== DOCUMENT SEGMENT ==

The Bing Crosby Show is a 28-episode sitcom television program starring crooner, film star, iconic phenomenon, and businessman Bing Crosby and actress Beverly Garland as a married couple, Bing and Ellie Collins, rearing two teenaged daughters during the early 1960s. In the format, Crosby portrayed a former entertainer turned architectural designer with a penchant for singing, and each episode usually contained at least one song. Produced by Crosby's own company, affiliated with Desilu Studios and subsequently CBS Paramount Television, the series aired on ABC from September 14, 1964, to April 19, 1965. Rebroadcasts continued until June 14.
 
The roles of the daughters Janice and Joyce Collins were played by Carol Faylen and Diane Sherry, respectively. Top Warner Bros. character actor Frank McHugh appeared as Willie Walters, the Collins's live-in handyman. Pamela Austin appeared twice on the program, as Clarissa Roberts.

===

## REQUIREMENT 1
Count the lines of the records below that contain the string "blurred". Give only the number.
The passage on The Bing Crosby Show has nothing to do with the records.

== MATERIAL SHOWN ==

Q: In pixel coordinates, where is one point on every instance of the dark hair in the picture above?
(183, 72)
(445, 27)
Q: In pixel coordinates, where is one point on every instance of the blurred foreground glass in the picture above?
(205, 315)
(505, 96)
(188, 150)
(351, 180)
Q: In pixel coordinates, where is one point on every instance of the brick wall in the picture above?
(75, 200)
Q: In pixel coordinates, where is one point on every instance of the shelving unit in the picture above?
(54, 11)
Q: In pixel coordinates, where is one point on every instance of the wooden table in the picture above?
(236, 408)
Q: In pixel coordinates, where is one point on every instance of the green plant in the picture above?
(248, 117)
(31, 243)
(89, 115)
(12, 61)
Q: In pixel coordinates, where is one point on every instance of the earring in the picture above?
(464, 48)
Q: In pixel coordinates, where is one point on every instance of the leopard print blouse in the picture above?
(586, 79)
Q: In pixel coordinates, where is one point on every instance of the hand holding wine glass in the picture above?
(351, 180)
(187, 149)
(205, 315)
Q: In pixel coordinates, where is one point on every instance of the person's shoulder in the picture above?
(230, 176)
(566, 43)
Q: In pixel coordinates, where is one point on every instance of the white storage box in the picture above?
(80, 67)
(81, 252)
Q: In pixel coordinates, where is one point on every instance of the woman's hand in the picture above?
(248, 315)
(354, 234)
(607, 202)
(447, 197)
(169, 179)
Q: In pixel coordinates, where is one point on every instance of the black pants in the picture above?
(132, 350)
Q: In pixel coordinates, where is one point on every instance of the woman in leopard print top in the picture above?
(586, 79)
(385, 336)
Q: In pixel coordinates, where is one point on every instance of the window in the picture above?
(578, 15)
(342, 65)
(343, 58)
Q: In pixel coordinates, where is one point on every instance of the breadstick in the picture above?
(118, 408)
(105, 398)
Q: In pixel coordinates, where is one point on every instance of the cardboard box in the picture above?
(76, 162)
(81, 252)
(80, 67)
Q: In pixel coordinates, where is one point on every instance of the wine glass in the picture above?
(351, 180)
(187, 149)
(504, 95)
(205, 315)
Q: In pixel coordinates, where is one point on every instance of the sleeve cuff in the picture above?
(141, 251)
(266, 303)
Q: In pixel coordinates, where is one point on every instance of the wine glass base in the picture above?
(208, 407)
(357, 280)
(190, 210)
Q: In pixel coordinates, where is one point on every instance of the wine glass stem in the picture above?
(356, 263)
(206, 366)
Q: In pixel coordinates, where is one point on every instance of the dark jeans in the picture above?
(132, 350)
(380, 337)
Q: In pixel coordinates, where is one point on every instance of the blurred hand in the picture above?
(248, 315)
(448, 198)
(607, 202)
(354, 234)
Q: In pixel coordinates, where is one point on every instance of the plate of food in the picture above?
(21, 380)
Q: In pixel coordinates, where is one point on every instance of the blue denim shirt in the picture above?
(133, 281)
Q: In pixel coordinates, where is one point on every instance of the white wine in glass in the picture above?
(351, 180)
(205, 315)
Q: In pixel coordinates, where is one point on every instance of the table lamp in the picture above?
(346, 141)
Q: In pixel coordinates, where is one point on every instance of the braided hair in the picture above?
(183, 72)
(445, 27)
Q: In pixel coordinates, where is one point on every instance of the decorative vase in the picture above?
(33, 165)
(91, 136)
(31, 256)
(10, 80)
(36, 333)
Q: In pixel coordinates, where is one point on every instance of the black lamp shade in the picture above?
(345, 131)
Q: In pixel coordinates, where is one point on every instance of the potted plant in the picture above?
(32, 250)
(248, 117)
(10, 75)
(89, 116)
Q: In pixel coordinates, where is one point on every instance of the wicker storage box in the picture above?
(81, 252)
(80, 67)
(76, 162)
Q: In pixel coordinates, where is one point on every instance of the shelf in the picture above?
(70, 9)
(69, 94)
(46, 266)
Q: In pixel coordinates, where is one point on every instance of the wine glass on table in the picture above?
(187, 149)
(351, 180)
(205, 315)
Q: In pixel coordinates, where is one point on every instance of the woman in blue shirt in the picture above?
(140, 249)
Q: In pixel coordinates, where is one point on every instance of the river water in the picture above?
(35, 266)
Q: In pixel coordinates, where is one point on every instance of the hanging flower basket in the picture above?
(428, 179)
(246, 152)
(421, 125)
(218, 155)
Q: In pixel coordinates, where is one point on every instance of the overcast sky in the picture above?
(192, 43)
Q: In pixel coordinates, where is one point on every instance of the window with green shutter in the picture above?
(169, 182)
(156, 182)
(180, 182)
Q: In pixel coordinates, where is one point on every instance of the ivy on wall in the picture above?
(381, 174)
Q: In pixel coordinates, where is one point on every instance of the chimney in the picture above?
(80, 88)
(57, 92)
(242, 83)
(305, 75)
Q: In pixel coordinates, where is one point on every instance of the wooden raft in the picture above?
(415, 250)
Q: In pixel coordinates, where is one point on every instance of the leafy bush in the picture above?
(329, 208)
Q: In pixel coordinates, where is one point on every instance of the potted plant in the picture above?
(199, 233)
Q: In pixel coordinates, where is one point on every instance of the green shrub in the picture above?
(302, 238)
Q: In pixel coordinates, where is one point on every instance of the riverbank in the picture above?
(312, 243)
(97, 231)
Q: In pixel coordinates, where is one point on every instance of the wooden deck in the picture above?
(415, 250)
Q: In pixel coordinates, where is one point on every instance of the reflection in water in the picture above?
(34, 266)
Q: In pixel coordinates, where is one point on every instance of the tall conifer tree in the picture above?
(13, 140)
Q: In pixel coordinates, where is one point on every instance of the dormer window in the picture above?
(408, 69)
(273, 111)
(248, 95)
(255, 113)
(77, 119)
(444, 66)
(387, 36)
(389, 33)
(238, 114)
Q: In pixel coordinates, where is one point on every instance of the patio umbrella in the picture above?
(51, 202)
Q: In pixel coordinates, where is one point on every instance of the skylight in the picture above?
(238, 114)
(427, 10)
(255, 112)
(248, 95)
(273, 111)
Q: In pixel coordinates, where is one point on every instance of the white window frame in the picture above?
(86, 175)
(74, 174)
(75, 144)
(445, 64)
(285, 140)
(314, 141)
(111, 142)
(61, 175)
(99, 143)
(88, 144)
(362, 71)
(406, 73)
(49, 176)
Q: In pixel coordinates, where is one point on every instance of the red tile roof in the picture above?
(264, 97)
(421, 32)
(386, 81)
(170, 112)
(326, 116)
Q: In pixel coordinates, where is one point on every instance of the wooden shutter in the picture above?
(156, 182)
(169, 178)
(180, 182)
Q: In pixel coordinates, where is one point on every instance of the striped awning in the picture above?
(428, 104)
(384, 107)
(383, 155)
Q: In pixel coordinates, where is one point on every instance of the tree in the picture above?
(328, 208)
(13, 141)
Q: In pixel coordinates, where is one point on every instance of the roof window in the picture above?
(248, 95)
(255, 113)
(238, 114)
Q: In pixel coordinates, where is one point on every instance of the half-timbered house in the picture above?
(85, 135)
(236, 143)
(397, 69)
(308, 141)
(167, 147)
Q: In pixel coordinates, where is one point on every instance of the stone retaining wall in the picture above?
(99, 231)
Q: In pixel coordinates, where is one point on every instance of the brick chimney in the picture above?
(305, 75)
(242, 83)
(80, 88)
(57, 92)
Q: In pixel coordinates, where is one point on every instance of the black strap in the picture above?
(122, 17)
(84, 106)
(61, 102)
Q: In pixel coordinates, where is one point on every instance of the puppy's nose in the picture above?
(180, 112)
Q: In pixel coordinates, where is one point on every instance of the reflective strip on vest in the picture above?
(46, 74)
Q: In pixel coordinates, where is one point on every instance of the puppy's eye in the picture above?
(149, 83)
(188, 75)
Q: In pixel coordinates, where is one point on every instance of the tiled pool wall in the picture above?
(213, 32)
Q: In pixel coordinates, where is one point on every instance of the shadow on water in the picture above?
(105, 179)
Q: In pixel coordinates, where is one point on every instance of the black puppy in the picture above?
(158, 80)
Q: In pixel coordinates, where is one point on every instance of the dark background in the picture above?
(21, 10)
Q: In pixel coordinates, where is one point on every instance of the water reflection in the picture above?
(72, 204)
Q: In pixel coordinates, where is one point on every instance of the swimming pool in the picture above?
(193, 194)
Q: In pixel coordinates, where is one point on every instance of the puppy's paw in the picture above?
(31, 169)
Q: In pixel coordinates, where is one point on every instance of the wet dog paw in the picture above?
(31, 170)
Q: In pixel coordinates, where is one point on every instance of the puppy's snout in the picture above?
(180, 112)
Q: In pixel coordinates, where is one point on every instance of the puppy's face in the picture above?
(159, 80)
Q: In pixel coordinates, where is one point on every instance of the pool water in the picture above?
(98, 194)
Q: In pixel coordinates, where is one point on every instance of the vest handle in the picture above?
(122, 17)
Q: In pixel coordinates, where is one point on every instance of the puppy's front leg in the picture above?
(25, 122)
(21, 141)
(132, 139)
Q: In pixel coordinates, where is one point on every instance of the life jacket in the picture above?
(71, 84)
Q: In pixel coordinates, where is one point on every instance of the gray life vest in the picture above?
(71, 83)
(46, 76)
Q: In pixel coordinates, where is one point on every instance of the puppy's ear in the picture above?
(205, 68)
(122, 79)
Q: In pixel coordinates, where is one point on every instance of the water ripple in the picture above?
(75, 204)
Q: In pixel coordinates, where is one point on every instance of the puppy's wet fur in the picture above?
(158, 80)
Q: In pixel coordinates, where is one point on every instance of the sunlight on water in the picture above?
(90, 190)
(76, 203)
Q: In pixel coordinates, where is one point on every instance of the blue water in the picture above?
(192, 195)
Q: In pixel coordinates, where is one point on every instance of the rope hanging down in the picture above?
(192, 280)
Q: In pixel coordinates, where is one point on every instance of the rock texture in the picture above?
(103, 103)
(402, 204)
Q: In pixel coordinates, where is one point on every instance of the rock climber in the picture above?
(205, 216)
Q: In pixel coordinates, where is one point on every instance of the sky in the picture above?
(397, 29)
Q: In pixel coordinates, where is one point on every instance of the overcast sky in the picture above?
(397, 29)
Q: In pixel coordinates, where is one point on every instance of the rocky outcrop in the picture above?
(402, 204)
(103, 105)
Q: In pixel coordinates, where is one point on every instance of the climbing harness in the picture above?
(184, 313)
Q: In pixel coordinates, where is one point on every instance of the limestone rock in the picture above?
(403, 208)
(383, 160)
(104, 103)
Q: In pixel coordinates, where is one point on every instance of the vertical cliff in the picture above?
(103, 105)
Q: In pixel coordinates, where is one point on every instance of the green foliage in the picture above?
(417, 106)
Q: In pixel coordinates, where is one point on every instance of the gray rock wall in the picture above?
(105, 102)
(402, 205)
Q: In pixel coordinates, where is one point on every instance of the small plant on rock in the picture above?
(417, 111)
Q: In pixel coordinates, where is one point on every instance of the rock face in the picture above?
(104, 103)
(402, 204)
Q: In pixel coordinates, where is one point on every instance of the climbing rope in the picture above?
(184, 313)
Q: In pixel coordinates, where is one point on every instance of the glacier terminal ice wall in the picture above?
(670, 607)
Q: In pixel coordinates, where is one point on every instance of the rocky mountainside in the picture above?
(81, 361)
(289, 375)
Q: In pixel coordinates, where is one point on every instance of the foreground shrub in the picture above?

===

## REQUIREMENT 2
Answer these questions about the passage on The Bing Crosby Show:
(a) On which network did the series air?
(b) Which actor played Willie Walters?
(c) What character did Pamela Austin play?

## FULL OUTPUT 1
2

## FULL OUTPUT 2
(a) ABC
(b) Frank McHugh
(c) Clarissa Roberts